The data follows this line. Copy verbatim the line with "Can you find the wrist?" and each line after it to the end.
— START —
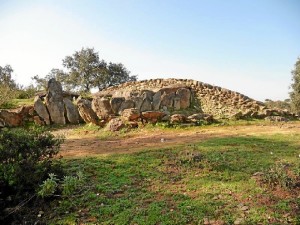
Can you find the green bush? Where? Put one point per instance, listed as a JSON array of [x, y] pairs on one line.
[[26, 156]]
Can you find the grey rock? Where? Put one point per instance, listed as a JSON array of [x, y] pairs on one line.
[[11, 119], [71, 111], [127, 104], [41, 110], [146, 105], [116, 103], [54, 102], [86, 112], [102, 107], [131, 114], [115, 124], [167, 99], [184, 95], [156, 100]]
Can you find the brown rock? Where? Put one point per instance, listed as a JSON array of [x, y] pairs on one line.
[[184, 95], [38, 121], [131, 114], [167, 99], [127, 104], [11, 119], [86, 112], [41, 110], [116, 103], [54, 102], [152, 116], [102, 107], [115, 124], [71, 111], [178, 118]]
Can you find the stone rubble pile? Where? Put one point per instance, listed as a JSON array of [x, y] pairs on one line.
[[169, 100]]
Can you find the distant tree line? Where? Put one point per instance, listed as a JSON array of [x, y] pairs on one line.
[[84, 70], [295, 86]]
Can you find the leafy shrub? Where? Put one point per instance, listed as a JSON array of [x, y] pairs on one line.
[[26, 93], [26, 156], [279, 175], [67, 186]]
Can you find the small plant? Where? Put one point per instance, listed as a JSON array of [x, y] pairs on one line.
[[278, 175], [49, 186], [68, 185], [190, 157], [71, 183]]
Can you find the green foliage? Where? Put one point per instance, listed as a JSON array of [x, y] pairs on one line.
[[7, 94], [26, 157], [70, 184], [183, 185], [58, 74], [67, 186], [49, 186], [295, 93], [26, 92], [6, 77], [85, 70], [279, 175]]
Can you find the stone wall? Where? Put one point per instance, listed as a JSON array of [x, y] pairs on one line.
[[217, 101], [173, 100]]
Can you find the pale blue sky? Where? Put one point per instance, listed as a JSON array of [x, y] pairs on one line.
[[249, 46]]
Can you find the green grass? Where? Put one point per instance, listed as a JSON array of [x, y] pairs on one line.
[[211, 180], [15, 103]]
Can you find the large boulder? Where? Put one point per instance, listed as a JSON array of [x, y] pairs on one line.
[[11, 119], [178, 118], [115, 124], [156, 100], [71, 111], [152, 116], [102, 107], [127, 104], [86, 112], [41, 110], [116, 104], [167, 99], [131, 114], [54, 102], [146, 104], [184, 94]]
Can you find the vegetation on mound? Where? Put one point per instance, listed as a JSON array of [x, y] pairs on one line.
[[218, 181]]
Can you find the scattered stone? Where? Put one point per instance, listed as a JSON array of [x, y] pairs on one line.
[[115, 124], [116, 104], [71, 111], [102, 107], [127, 104], [152, 116], [86, 112], [54, 102], [178, 118], [276, 119], [184, 95], [11, 119], [131, 114]]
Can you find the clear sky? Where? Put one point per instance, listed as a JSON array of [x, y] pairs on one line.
[[249, 46]]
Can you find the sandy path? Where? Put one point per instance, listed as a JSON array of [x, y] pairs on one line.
[[88, 144]]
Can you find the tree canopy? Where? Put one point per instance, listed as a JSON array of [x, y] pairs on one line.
[[295, 86], [85, 70], [6, 77]]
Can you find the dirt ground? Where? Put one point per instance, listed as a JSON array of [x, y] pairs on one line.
[[87, 143]]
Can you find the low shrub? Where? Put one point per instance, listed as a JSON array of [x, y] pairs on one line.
[[26, 159]]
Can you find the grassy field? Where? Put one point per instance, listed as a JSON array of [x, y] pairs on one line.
[[235, 180]]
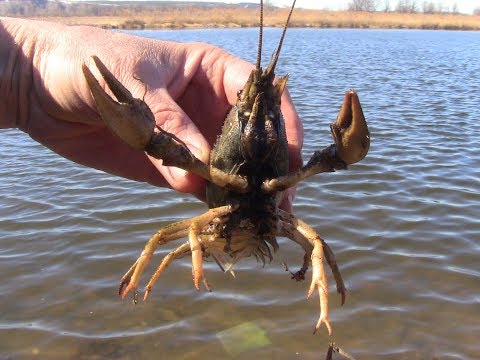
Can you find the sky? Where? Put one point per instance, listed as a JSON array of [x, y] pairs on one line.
[[464, 6]]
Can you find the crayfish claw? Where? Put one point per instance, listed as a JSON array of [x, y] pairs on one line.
[[129, 118], [350, 130]]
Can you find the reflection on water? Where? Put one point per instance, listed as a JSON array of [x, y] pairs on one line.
[[403, 223]]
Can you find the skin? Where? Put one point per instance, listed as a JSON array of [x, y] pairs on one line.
[[189, 87]]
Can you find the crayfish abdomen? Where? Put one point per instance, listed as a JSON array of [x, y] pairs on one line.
[[246, 175]]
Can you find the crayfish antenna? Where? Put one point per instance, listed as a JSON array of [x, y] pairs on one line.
[[260, 38], [271, 67]]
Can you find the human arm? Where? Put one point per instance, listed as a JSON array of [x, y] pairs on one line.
[[190, 88]]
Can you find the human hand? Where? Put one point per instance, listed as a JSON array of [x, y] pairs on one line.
[[190, 88]]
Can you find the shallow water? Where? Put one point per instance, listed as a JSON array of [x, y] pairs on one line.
[[404, 223]]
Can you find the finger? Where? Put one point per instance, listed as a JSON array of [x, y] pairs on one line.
[[294, 130]]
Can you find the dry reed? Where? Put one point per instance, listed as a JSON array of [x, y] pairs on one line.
[[195, 17]]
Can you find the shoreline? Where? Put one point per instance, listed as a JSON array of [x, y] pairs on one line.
[[198, 18]]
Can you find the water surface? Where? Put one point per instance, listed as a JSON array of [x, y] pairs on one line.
[[404, 223]]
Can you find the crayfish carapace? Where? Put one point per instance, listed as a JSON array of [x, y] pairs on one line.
[[246, 175]]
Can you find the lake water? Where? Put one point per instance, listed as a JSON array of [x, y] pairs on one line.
[[404, 223]]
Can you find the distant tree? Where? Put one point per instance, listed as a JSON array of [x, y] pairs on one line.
[[386, 6], [362, 5], [39, 3], [428, 7], [455, 8], [406, 6]]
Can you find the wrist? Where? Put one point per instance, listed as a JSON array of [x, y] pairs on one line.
[[19, 46]]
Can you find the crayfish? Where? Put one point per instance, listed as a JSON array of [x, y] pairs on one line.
[[246, 175]]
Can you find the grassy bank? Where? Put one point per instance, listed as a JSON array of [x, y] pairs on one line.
[[195, 17]]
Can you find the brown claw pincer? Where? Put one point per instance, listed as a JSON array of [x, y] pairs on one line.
[[246, 175]]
— END —
(Reply to the task):
Can you find the wrist? Where? Put one point per instance, listed as a JSON array of [x, y] pairs on one line.
[[19, 46]]
Can you find the crayfish? Where? Put one point per instance, listed as a JSON array of [x, y] pairs on one line.
[[246, 175]]
Can you find the grassy bank? Where? Put one point per instance, listed as a JSON array of [x, y] pairs on one line.
[[195, 17]]
Can you find the brown claw pincer? Where? Put one point per instance, listed as a JSON array of [x, y] pairs on one line.
[[246, 175]]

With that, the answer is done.